[Entries pointing to labeled objects]
= = =

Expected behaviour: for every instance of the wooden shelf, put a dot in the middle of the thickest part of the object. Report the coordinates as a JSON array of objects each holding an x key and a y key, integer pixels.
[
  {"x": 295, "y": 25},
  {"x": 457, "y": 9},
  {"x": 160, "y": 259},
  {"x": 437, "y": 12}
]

= = =

**What needs to be done:**
Count the lines of the material that contain the word "holding", treating uppercase and lowercase as different, and give only that number.

**Problem solution:**
1